• [Problem to solve] Write the next part of the tournament scheduling advice, picking up right after its final sentence.

• [Selection]
4. Stop bitching about food and water. Yes its nice if they provided but
learn how to use a supermarket and how to fill a water bottle.


TDs/DoCs (the suppliers)
1. Don't try to do too much.
2. Get a good venue with enough good quality marked pitches, provide hot
showers a source of drinking water and get yourselves a good robust
schedule. Everything else is a bonus.
3. Don't adjust you schedule at the last minute to accommodate drop outs.
Either write a few versions of the schedule well in advance or just write a
good schedule that will adjust acceptably with dropouts. Last minute changes
are almost always worse than the original schedule with byes for the missing
team. Changing the schedule and getting it wrong makes it seem like your
fault. It's not, the fault lies entirely with the team(s) that dropped out.
4. Don't me too nice with team that are struggling for numbers. Force them
to commit well before the tournament and heavily fine/black list teams that
dropout late.



More specifically on Scheduling I have some other suggestions
1. Spend more time on it. Writing a schedule is part process and part art.
The more time you spend on it the more likely you are to come up with the
best solution.
2. Ask for help. Myself and others have considerable experience writing
schedules and would be willing to help, just ask.
3. Write schedules that don't have a little dependence on the initial
seedings as possible. for example triple elim as used by the students to
great success over the past few years or more simply make sure there are
crossover rounds.

Changing the structure of the B tour would also help the problem. I
suggested it before make a C tour. The benefits being:
1. There is a big gap in standards of play/expectation in the B tour. Some
teams are happy just to be playing others are pushing hard for the top8 or
qualification to the A tour. Let the structure reflect that.
2. you guarantee 16 teams in the B tour and can use a variety of very stable
easy to schedule formats for 8 pitches that have long games, decent breaks
in between games, less dependence on seeding and a fair chance for each team
to progress.

• [Given entries]
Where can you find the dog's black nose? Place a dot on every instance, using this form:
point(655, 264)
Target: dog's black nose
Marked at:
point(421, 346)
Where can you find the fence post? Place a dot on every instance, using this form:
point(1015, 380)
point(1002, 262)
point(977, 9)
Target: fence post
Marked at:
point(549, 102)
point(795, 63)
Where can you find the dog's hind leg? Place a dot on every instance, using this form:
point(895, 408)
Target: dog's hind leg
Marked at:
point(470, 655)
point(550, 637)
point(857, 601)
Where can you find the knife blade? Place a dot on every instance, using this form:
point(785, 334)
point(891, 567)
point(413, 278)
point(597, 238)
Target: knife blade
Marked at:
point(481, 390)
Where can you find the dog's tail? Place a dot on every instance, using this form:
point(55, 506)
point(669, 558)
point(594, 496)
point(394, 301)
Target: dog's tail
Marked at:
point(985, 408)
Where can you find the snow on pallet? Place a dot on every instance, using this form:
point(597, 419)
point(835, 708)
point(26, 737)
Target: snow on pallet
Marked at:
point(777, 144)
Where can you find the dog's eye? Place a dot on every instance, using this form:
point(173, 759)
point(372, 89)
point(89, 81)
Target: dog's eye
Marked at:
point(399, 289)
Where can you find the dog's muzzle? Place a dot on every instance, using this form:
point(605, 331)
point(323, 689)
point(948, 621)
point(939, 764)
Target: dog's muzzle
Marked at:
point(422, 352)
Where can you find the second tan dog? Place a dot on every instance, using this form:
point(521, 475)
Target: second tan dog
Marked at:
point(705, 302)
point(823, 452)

• [Exercise result]
3. Any drop outs don't affect the B tour numbers or format of schedule.
4. You can use more flexible formats for the C tour where longer games are
less of a necessity.
5. It is much easier to write a few versions of a fair flexible schedule for
a smaller number of teams in the C tour.

Lastly on tiebreakers I really think its simple. Use points difference
amongst tied teams (so for two tied teams use the head to head result).
Using points difference across all common opponents is just nonsense, teams
play other teams in a variety of conditions, time of day, weather,
orientation of the pitch to the wind etc. etc. all of which affect the
points difference. If two teams are tied on wins then the only thing that
should matter is who won when the played the same game, on the same pitch in
the same conditions.

More than enough for me, thanks for reading.

JP



On 7/10/06, Ben Heywood <[EMAIL PROTECTED]> wrote:


I have two points I want to raise:

1) The schedule was not good enough.
2) Why not have a Tour Qualifier? (See next email, for people who
don't care about scheduling nonsense).

1) Schedule

Two major problems - a) the format was completely unsuitable for
deciding the best three teams from a (necessarily) badly seeded
event, and b) the pitches were severely underused.

a) We were in a pool of 3. We lost a game to the 3rd (I think) seeds,
and immediately we couldn't finish above ninth. We did finish ninth,
although I don't wish to claim that we could otherwise have got
promoted. That's not relevant - what matters is that it is OBVIOUSLY
possible for the best 2 (or even 3 !! ) teams to be in the same
group, and only one could come close to promotion. This is clearly
wrong. There is no way that the first B tour of the year can be
decided by giving each team only five matches. Long matches between
equally-good teams are great, but they are not more important than a
fair tournament.

Solutions:
Obviously, more games. If that means shorter games, so be it. My
personal suggestion would be to have loads of 45 or 60 minute games
on the saturday, and then three proper length QF SF F games for each
group of 8 on the sunday. The short saturday games are necessary so
that more teams play each other and the placings are more fairly
decided; and anyway, a lot of such games will be severe mismatches
that won't need 105 minutes to decide. Those few games which are
close and are tight for time are a small price to pay for having a
tournament structure that's anywhere close to fair.

b) There were 12 pitches this weekend, and 24 teams. That's plenty.
Pitches were in use from 9am until close to 7pm on saturday - 10
hours. In that time (I still find this hard to believe) THREE games
were played on each pitch. People have complained earlier today about
not getting great facilities for their fees - pitches cost massive
amounts, and if they're underused in this way it's no wonder it
doesn't look like value for money. Would you believe that 2 pitches
had ZERO games on the saturday? I'm still struggling with that one.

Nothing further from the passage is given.